» REQUIREMENTS
Can you recast the entries below as a Markdown table with two columns, Row and Line, giving each line its own numbered row, skipping blank lines and leaving the pictures out?

======== RECORDS SHOWN

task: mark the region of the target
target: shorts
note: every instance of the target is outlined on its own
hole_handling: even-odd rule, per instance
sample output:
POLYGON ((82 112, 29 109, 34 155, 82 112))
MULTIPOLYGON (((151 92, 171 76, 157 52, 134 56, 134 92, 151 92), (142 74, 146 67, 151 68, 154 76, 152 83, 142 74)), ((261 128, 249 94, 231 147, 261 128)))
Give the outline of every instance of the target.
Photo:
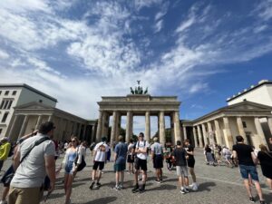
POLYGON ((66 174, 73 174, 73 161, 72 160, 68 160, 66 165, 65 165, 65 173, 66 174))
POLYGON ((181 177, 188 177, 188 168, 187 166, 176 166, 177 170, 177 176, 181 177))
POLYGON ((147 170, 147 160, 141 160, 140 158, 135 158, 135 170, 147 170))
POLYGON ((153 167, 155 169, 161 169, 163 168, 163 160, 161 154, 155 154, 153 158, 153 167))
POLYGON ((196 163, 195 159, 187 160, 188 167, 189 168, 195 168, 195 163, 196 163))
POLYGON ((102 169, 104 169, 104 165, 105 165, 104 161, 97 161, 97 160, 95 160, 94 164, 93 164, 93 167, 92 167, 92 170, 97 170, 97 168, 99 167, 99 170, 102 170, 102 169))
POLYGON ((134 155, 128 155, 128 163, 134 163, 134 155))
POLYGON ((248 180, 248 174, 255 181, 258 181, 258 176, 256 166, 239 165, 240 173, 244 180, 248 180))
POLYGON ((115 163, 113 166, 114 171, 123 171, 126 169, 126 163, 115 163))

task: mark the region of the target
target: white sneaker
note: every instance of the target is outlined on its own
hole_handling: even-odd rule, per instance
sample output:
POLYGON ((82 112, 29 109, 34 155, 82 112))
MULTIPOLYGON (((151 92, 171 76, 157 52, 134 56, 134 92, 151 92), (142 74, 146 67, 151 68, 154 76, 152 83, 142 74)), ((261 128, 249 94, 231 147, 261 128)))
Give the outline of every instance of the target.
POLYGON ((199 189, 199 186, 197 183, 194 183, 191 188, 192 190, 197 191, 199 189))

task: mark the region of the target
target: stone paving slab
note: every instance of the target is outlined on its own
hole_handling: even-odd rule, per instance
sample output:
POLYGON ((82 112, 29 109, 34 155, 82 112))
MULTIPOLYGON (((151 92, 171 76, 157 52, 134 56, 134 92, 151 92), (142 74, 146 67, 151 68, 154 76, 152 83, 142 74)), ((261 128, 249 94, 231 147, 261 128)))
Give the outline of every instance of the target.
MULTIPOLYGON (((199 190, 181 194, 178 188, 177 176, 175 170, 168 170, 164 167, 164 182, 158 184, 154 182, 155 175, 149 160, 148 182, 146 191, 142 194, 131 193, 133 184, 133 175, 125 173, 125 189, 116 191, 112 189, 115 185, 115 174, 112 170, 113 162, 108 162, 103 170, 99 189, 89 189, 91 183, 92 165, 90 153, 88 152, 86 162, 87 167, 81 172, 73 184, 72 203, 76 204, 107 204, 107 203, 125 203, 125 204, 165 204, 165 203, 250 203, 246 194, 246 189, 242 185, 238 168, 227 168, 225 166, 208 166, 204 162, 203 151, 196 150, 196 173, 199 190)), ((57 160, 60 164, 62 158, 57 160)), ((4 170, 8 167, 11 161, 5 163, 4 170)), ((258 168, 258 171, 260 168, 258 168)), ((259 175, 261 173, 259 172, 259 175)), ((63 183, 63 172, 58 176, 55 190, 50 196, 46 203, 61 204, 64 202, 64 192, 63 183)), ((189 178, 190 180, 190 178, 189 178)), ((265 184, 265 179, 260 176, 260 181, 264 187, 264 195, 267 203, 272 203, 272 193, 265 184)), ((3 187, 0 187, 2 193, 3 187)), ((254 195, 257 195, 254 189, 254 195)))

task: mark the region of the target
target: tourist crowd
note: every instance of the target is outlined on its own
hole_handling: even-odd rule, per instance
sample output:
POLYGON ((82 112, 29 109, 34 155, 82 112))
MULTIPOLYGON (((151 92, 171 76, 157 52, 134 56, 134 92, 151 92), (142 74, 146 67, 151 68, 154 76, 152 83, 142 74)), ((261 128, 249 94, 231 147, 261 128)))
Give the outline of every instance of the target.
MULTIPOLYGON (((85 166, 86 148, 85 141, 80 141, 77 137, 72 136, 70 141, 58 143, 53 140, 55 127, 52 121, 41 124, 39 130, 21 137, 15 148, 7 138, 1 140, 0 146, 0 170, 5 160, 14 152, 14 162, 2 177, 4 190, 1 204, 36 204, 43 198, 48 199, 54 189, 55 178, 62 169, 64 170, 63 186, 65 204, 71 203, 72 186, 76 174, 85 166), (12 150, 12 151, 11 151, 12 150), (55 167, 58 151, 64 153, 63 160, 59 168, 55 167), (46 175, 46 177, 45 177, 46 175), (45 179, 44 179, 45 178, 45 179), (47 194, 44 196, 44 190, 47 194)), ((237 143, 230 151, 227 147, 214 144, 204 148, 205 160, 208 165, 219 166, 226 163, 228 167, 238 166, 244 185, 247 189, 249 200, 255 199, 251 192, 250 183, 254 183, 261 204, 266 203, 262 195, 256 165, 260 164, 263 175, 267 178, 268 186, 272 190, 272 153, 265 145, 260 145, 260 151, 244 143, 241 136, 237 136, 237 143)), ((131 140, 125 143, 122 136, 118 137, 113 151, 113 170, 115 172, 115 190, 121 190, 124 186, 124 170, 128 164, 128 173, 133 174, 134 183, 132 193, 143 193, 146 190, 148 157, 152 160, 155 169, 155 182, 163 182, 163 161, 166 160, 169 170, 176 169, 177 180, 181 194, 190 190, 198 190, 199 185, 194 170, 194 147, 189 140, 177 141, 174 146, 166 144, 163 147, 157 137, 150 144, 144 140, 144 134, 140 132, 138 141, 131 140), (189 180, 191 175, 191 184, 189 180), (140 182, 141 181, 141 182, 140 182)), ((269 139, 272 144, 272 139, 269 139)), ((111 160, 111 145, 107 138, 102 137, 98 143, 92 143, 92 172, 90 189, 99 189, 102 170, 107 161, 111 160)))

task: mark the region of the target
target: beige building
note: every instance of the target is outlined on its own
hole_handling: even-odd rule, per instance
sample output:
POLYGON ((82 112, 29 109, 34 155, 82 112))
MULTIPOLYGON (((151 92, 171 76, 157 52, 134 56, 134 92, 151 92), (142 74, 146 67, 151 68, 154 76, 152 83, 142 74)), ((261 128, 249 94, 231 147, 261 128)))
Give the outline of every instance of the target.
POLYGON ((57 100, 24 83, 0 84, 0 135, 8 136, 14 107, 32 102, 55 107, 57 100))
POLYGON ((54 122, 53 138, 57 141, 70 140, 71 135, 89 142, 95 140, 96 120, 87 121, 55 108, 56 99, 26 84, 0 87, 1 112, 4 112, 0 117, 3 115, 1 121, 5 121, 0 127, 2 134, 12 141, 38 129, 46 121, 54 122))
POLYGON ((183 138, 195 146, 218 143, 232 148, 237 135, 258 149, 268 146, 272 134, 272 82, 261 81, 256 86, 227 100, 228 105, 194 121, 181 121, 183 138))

================

» EXPECTED ANSWER
| Row | Line |
|---|---|
| 1 | task: mark the region of the target |
| 2 | target: shorts |
| 3 | note: every instance of the target is outlined on its own |
| 4 | hole_handling: even-odd rule, per instance |
| 5 | sample output: |
| 6 | POLYGON ((82 112, 29 109, 34 155, 82 112)) |
| 7 | MULTIPOLYGON (((151 92, 171 76, 157 52, 134 56, 134 92, 151 92), (142 74, 146 67, 151 68, 154 76, 152 83, 142 74)), ((261 128, 249 94, 231 147, 261 128))) |
| 8 | Give the outline of every instance of the target. |
| 9 | Photo: |
| 10 | POLYGON ((66 174, 73 174, 73 161, 72 160, 68 160, 66 165, 65 165, 65 173, 66 174)) |
| 11 | POLYGON ((181 177, 188 177, 188 168, 187 166, 176 166, 177 170, 177 176, 181 177)) |
| 12 | POLYGON ((147 170, 147 160, 141 160, 140 158, 135 158, 135 170, 147 170)) |
| 13 | POLYGON ((153 167, 155 169, 161 169, 163 168, 163 160, 161 154, 155 154, 153 158, 153 167)) |
| 14 | POLYGON ((196 163, 195 159, 187 160, 188 167, 189 168, 195 168, 195 163, 196 163)) |
| 15 | POLYGON ((102 169, 104 169, 104 165, 105 165, 104 161, 97 161, 97 160, 95 160, 94 164, 93 164, 93 167, 92 167, 92 170, 97 170, 97 168, 99 167, 99 170, 102 170, 102 169)) |
| 16 | POLYGON ((134 155, 128 155, 128 163, 134 163, 134 155)) |
| 17 | POLYGON ((248 180, 248 174, 255 181, 258 181, 258 176, 256 166, 239 165, 240 173, 244 180, 248 180)) |
| 18 | POLYGON ((115 163, 113 166, 114 171, 123 171, 126 169, 126 163, 115 163)) |
| 19 | task: mark the region of the target |
| 20 | target: white sneaker |
| 21 | note: every instance of the target is outlined on its own |
| 22 | hole_handling: even-odd rule, per instance |
| 23 | sample output: |
| 24 | POLYGON ((82 112, 29 109, 34 155, 82 112)) |
| 25 | MULTIPOLYGON (((151 92, 171 76, 157 52, 134 56, 134 92, 151 92), (142 74, 146 67, 151 68, 154 76, 152 83, 142 74)), ((261 128, 249 94, 231 147, 261 128))) |
| 26 | Give the outline of every instance of the target. |
| 27 | POLYGON ((199 189, 199 186, 197 183, 194 183, 191 188, 192 190, 197 191, 199 189)) |
| 28 | task: mark the region of the target |
| 29 | target: stone paving slab |
| 30 | note: every instance of the target is outlined on its own |
| 31 | hole_handling: even-odd rule, per instance |
| 32 | sample output: |
| 33 | POLYGON ((82 112, 29 109, 34 155, 82 112)) |
| 34 | MULTIPOLYGON (((151 92, 171 76, 157 52, 134 56, 134 92, 151 92), (142 74, 146 67, 151 68, 154 76, 152 83, 142 74)), ((261 128, 249 94, 231 147, 261 128))) |
| 35 | Give the outline of every instance of the target. |
| 36 | MULTIPOLYGON (((199 190, 181 194, 178 188, 177 176, 175 170, 168 170, 164 167, 164 182, 158 184, 154 182, 155 175, 149 160, 148 182, 146 191, 142 194, 131 193, 133 184, 133 175, 125 173, 125 189, 116 191, 112 189, 115 185, 115 174, 112 170, 113 162, 108 162, 103 170, 99 189, 89 189, 91 183, 92 165, 90 153, 88 152, 86 162, 87 167, 81 172, 73 184, 72 203, 76 204, 107 204, 107 203, 125 203, 125 204, 165 204, 165 203, 250 203, 246 194, 246 189, 242 185, 238 168, 227 168, 225 166, 208 166, 204 162, 203 151, 196 150, 196 173, 199 190)), ((57 160, 60 164, 62 158, 57 160)), ((4 170, 8 167, 11 161, 5 163, 4 170)), ((258 168, 258 171, 260 168, 258 168)), ((259 175, 261 173, 259 172, 259 175)), ((63 183, 63 172, 58 176, 55 190, 50 196, 46 203, 61 204, 64 202, 64 192, 63 183)), ((189 178, 190 180, 190 178, 189 178)), ((265 184, 265 179, 260 176, 260 181, 264 187, 264 195, 267 203, 272 203, 272 193, 265 184)), ((3 187, 0 187, 2 193, 3 187)), ((254 195, 257 195, 254 189, 254 195))) |
| 37 | task: mark the region of the target |
| 38 | target: tourist crowd |
| 39 | note: every instance of the target is outlined on its own |
| 40 | hole_handling: even-odd rule, per instance |
| 41 | sample output: |
| 42 | POLYGON ((82 112, 29 109, 34 155, 82 112)) |
| 43 | MULTIPOLYGON (((151 92, 171 76, 157 52, 134 56, 134 92, 151 92), (142 74, 146 67, 151 68, 154 76, 152 83, 142 74)), ((261 128, 249 94, 231 147, 261 128))) |
| 44 | Give the outline of every instance of the target. |
| 45 | MULTIPOLYGON (((85 166, 86 148, 85 141, 80 141, 77 137, 72 136, 70 141, 58 143, 53 140, 55 127, 52 121, 41 124, 39 130, 21 137, 15 148, 7 138, 1 140, 0 146, 0 170, 5 160, 14 152, 14 162, 2 177, 4 190, 1 204, 36 204, 43 198, 48 199, 54 189, 55 178, 62 169, 64 170, 63 186, 65 204, 71 203, 72 186, 76 174, 85 166), (12 150, 12 151, 11 151, 12 150), (55 167, 58 151, 64 153, 63 160, 59 168, 55 167), (46 175, 46 177, 45 177, 46 175), (45 179, 44 179, 45 178, 45 179), (47 194, 44 196, 44 190, 47 194)), ((237 143, 230 151, 227 147, 214 144, 204 148, 205 160, 208 165, 219 166, 226 163, 228 167, 238 166, 244 185, 247 189, 249 200, 255 199, 251 192, 250 183, 254 183, 261 204, 266 203, 262 195, 256 165, 260 164, 263 175, 267 178, 268 186, 272 190, 272 153, 265 145, 260 145, 260 151, 244 143, 241 136, 237 136, 237 143)), ((131 140, 125 143, 122 136, 118 137, 113 151, 113 170, 115 172, 115 190, 121 190, 124 186, 124 170, 128 164, 128 173, 133 174, 134 183, 132 193, 143 193, 146 190, 148 157, 152 160, 155 169, 155 182, 163 182, 163 161, 166 160, 169 170, 176 169, 177 180, 181 194, 190 190, 198 190, 199 185, 194 170, 194 147, 189 140, 177 141, 174 146, 166 144, 163 147, 157 137, 150 144, 144 140, 144 134, 140 132, 138 141, 131 140), (189 180, 191 175, 191 184, 189 180), (140 182, 141 181, 141 182, 140 182)), ((269 139, 272 144, 272 139, 269 139)), ((111 160, 111 145, 107 138, 102 137, 98 143, 92 143, 92 172, 90 189, 99 189, 102 170, 107 161, 111 160))) |
| 46 | task: mark the region of the target |
| 47 | target: beige building |
| 48 | note: every instance of the target is outlined on its own |
| 49 | hole_handling: even-odd rule, per instance |
| 50 | sample output: |
| 51 | POLYGON ((82 112, 29 109, 34 155, 82 112)) |
| 52 | MULTIPOLYGON (((151 92, 171 76, 157 52, 134 56, 134 92, 151 92), (142 74, 146 67, 151 68, 154 76, 152 83, 142 74)), ((261 128, 249 94, 231 147, 261 128))) |
| 53 | Give the outline of every instance of the target. |
| 54 | POLYGON ((57 100, 24 83, 0 84, 0 135, 8 136, 14 107, 32 102, 55 107, 57 100)) |
| 55 | POLYGON ((54 122, 53 138, 57 141, 70 140, 71 135, 89 142, 95 140, 96 120, 87 121, 55 108, 56 99, 26 84, 0 87, 1 112, 4 112, 0 117, 3 115, 1 121, 5 121, 0 127, 2 134, 12 141, 38 129, 46 121, 54 122)) |
| 56 | POLYGON ((183 138, 195 146, 218 143, 232 148, 237 135, 258 149, 268 146, 272 134, 272 82, 261 81, 256 86, 227 100, 228 105, 194 121, 181 121, 183 138)) |